Brief 1
Please locate every line in the records below that contains the string "pony" and copy each one out, treating uppercase and lowercase as different.

Source document
:::::
In this post, I'm going to show you how to potentially triple your Node application's performance by managing multiple threads. This is an important tutorial, where the methods and the examples shown will give you what you need to set up production-ready thread management.
For the longest time, Node's had the ability to be multi-threaded, by using either Child Processes, Clustering, or the more recent preferred method of a module called Worker Threads.
Child processes were the initial means of creating multiple threads for your application and have been available since version 0.10. This was achieved by spawning a node process for every additional thread you wanted to be created.
Clustering, which has been a stable release since around version 4, allows us to simplify the creation and management of Child Processes. It works brilliantly when combined with PM2.
Now before we get into multithreading our app, there are a few points that you need to fully understand:
1. Multithreading already exists for I/O tasks
There is a layer of Node that's already multithreaded and that is the libuv thread-pool. I/O tasks such as files and folder management, TCP/UDP transactions, compression, and encryption are handed off to libuv, and if not asynchronous by nature, get handled in the libuv's thread-pool.
:::::
Brief 2
Retype the part of the Node multithreading post above, starting with "For the longest" and going on through "combined with PM2.".
:::::
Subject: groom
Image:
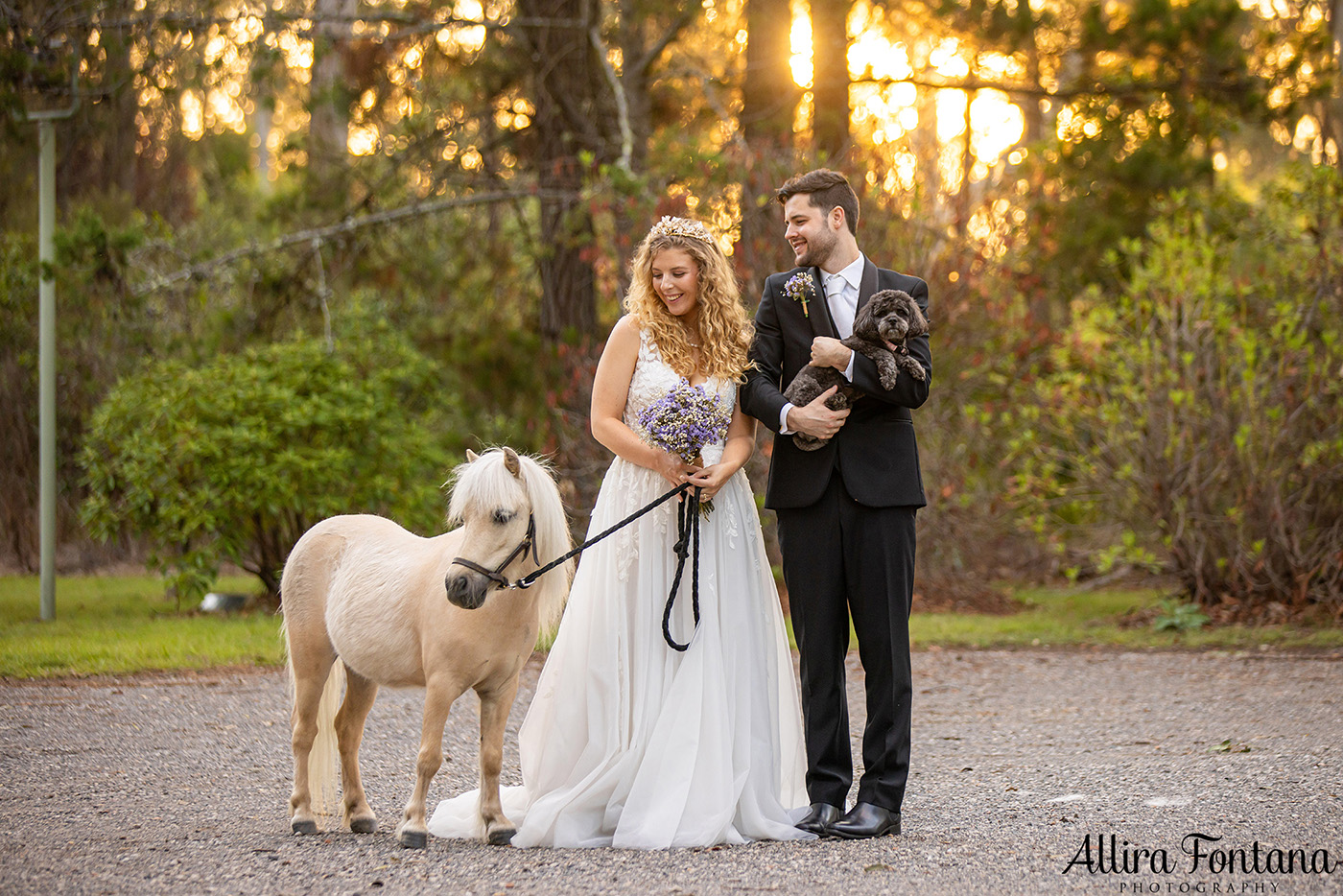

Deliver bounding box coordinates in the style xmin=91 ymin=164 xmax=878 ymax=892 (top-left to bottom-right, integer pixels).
xmin=742 ymin=168 xmax=932 ymax=838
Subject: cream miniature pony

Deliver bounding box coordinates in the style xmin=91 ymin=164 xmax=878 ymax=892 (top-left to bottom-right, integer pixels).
xmin=281 ymin=447 xmax=572 ymax=849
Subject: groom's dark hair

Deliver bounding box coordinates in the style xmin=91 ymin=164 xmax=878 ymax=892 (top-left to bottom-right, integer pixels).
xmin=778 ymin=168 xmax=859 ymax=236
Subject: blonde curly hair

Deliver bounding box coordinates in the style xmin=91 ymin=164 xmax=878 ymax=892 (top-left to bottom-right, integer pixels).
xmin=624 ymin=219 xmax=755 ymax=382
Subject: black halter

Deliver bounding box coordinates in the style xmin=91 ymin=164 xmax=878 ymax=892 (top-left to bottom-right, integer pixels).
xmin=443 ymin=514 xmax=541 ymax=588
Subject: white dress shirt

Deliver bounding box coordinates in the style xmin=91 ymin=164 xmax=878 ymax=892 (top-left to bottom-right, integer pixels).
xmin=779 ymin=252 xmax=866 ymax=436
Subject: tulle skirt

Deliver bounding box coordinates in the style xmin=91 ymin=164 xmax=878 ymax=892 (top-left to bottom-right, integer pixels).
xmin=429 ymin=459 xmax=810 ymax=849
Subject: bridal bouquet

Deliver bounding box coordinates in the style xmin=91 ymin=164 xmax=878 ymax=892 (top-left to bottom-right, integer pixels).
xmin=639 ymin=380 xmax=732 ymax=513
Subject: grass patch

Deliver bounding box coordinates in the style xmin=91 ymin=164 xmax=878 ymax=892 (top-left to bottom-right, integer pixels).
xmin=909 ymin=588 xmax=1343 ymax=650
xmin=0 ymin=575 xmax=285 ymax=678
xmin=0 ymin=575 xmax=1343 ymax=678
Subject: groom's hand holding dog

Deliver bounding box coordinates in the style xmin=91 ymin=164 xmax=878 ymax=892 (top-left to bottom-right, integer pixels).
xmin=789 ymin=384 xmax=849 ymax=439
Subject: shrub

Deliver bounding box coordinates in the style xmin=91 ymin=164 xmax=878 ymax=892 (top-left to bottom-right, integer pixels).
xmin=81 ymin=314 xmax=453 ymax=598
xmin=1015 ymin=169 xmax=1343 ymax=615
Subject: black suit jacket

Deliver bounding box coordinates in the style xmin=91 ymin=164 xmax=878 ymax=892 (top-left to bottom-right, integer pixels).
xmin=740 ymin=259 xmax=932 ymax=509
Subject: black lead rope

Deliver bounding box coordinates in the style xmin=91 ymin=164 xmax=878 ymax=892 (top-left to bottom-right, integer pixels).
xmin=662 ymin=486 xmax=699 ymax=653
xmin=481 ymin=483 xmax=699 ymax=653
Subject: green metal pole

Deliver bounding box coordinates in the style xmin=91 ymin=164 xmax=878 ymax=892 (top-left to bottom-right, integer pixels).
xmin=37 ymin=120 xmax=57 ymax=621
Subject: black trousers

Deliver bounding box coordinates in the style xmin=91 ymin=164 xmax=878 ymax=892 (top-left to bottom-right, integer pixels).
xmin=778 ymin=472 xmax=917 ymax=812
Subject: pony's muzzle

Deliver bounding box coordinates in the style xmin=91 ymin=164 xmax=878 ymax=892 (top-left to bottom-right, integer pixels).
xmin=444 ymin=567 xmax=494 ymax=610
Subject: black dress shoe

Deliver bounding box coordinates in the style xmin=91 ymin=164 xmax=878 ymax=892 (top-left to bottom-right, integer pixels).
xmin=826 ymin=803 xmax=900 ymax=839
xmin=793 ymin=803 xmax=843 ymax=837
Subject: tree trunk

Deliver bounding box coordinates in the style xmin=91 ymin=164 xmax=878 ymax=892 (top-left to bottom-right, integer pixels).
xmin=308 ymin=0 xmax=359 ymax=190
xmin=1320 ymin=0 xmax=1343 ymax=171
xmin=101 ymin=3 xmax=140 ymax=200
xmin=733 ymin=0 xmax=802 ymax=287
xmin=517 ymin=0 xmax=610 ymax=340
xmin=812 ymin=0 xmax=853 ymax=158
xmin=740 ymin=0 xmax=794 ymax=147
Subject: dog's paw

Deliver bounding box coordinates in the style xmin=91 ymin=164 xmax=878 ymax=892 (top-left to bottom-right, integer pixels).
xmin=792 ymin=433 xmax=830 ymax=452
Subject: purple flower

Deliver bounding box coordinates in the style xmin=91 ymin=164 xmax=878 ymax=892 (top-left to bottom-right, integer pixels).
xmin=639 ymin=380 xmax=732 ymax=463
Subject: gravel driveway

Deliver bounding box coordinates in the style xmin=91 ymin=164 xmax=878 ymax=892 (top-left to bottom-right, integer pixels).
xmin=0 ymin=650 xmax=1343 ymax=896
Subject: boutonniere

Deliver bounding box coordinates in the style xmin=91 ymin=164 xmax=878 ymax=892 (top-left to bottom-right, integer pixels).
xmin=783 ymin=274 xmax=816 ymax=317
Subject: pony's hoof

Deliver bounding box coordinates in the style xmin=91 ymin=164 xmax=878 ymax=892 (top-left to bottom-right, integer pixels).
xmin=489 ymin=828 xmax=517 ymax=846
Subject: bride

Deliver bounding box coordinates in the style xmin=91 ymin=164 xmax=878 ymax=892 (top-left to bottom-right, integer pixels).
xmin=429 ymin=218 xmax=810 ymax=849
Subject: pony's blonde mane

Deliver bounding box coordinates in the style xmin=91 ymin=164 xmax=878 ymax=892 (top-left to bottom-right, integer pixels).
xmin=447 ymin=449 xmax=574 ymax=633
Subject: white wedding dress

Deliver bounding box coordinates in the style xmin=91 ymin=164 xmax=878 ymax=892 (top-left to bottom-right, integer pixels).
xmin=429 ymin=329 xmax=812 ymax=849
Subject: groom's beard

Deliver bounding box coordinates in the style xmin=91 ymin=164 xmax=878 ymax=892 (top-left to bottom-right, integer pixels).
xmin=793 ymin=229 xmax=839 ymax=268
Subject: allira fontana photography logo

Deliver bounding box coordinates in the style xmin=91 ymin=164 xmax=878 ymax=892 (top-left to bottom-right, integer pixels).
xmin=1062 ymin=832 xmax=1343 ymax=893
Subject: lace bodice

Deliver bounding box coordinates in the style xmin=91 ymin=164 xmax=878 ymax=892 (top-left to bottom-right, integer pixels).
xmin=624 ymin=330 xmax=738 ymax=465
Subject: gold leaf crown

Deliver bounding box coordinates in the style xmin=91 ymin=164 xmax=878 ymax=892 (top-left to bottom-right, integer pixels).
xmin=648 ymin=215 xmax=715 ymax=246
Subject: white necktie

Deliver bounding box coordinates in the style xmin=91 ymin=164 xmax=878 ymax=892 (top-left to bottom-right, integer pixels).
xmin=826 ymin=274 xmax=859 ymax=339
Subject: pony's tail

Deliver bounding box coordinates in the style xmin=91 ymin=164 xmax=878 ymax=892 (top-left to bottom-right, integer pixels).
xmin=308 ymin=657 xmax=345 ymax=815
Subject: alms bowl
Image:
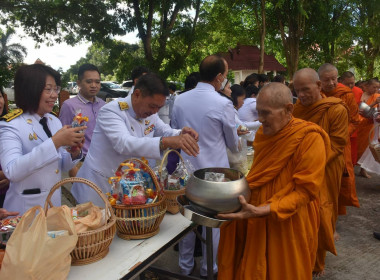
:::::
Final answer 1
Subject: cream miniature pony
Subject: pony's muzzle
Subject: pony's hoof
Subject: pony's blonde mane
Subject: pony's tail

Final answer 2
For the longest time, Node's had the ability to be multi-threaded, by using either Child Processes, Clustering, or the more recent preferred method of a module called Worker Threads.
Child processes were the initial means of creating multiple threads for your application and have been available since version 0.10. This was achieved by spawning a node process for every additional thread you wanted to be created.
Clustering, which has been a stable release since around version 4, allows us to simplify the creation and management of Child Processes. It works brilliantly when combined with PM2.